* [Description of the task] Could you write out every line of these records again, requests included, with the x and y pixel coordinates of each answer point scaled by 1.2 and rounded to whole numbers, halves rounding up? Leave the pictures out of your answer.
------------------------------------------------
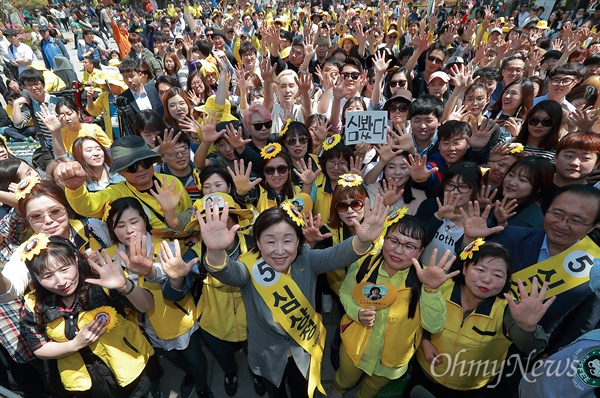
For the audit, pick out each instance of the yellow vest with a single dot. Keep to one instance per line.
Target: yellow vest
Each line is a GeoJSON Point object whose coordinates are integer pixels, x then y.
{"type": "Point", "coordinates": [466, 344]}
{"type": "Point", "coordinates": [124, 350]}
{"type": "Point", "coordinates": [402, 334]}
{"type": "Point", "coordinates": [221, 307]}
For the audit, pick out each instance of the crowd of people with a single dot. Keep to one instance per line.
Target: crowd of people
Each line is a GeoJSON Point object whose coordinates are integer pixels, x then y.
{"type": "Point", "coordinates": [197, 186]}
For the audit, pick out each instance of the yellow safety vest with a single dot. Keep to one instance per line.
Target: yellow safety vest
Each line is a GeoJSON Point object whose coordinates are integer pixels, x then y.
{"type": "Point", "coordinates": [472, 348]}
{"type": "Point", "coordinates": [402, 334]}
{"type": "Point", "coordinates": [124, 350]}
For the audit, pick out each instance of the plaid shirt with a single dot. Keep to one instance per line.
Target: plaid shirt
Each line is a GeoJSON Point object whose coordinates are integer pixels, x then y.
{"type": "Point", "coordinates": [12, 332]}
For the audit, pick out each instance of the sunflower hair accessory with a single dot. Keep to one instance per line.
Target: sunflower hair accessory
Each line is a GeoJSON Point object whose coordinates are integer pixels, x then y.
{"type": "Point", "coordinates": [34, 246]}
{"type": "Point", "coordinates": [331, 142]}
{"type": "Point", "coordinates": [350, 180]}
{"type": "Point", "coordinates": [471, 247]}
{"type": "Point", "coordinates": [285, 127]}
{"type": "Point", "coordinates": [270, 151]}
{"type": "Point", "coordinates": [25, 187]}
{"type": "Point", "coordinates": [106, 211]}
{"type": "Point", "coordinates": [294, 214]}
{"type": "Point", "coordinates": [516, 147]}
{"type": "Point", "coordinates": [105, 313]}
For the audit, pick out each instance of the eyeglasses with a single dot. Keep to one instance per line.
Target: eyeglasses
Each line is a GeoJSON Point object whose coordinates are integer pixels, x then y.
------------------------------------------------
* [Result]
For the audit, pick out each instance of the yellow vest with a single dot. Keep to one instance per line.
Target: yellow vest
Each line is a GeoJSON Point object whose coordinates are integer pixels, x then y.
{"type": "Point", "coordinates": [559, 413]}
{"type": "Point", "coordinates": [149, 420]}
{"type": "Point", "coordinates": [482, 401]}
{"type": "Point", "coordinates": [265, 368]}
For the audit, pick out each instance of the crowd of people with a single dot. Keep to one instance per line.
Target: crowd of people
Each line is a GeoJSON Point object whose coordinates are integer pixels, x then y.
{"type": "Point", "coordinates": [236, 223]}
For the audit, pick out each instance of the yellow safety vest with a single dot. Keep to one instance per line.
Target: yellow safety vest
Each line is a GeoJSON Point object whose coordinates are integer pixels, x then y.
{"type": "Point", "coordinates": [566, 418]}
{"type": "Point", "coordinates": [482, 401]}
{"type": "Point", "coordinates": [149, 420]}
For the audit, pick out each instance of the plaid shirt with a single dot. Keep to one instance per line.
Target: plaid shirt
Each line is a GeoJSON Point object whose coordinates are integer pixels, x then y.
{"type": "Point", "coordinates": [14, 398]}
For the audit, pick out each instance of the sunflower hair accessory with a single dot. Keep to one instance per line.
Target: sunflower hair accessory
Each line is a GeoJSON Point object whose coordinates are integer pixels, x then y.
{"type": "Point", "coordinates": [41, 295]}
{"type": "Point", "coordinates": [397, 170]}
{"type": "Point", "coordinates": [420, 216]}
{"type": "Point", "coordinates": [565, 296]}
{"type": "Point", "coordinates": [342, 152]}
{"type": "Point", "coordinates": [324, 181]}
{"type": "Point", "coordinates": [30, 224]}
{"type": "Point", "coordinates": [127, 253]}
{"type": "Point", "coordinates": [353, 257]}
{"type": "Point", "coordinates": [619, 176]}
{"type": "Point", "coordinates": [126, 376]}
For the audit, pick out each instance of the eyeglasses with a single dot. Keep to one instance per line.
Target: eyeglasses
Each line is a GeoJSON Point object whose coordinates are integer pixels, x then y.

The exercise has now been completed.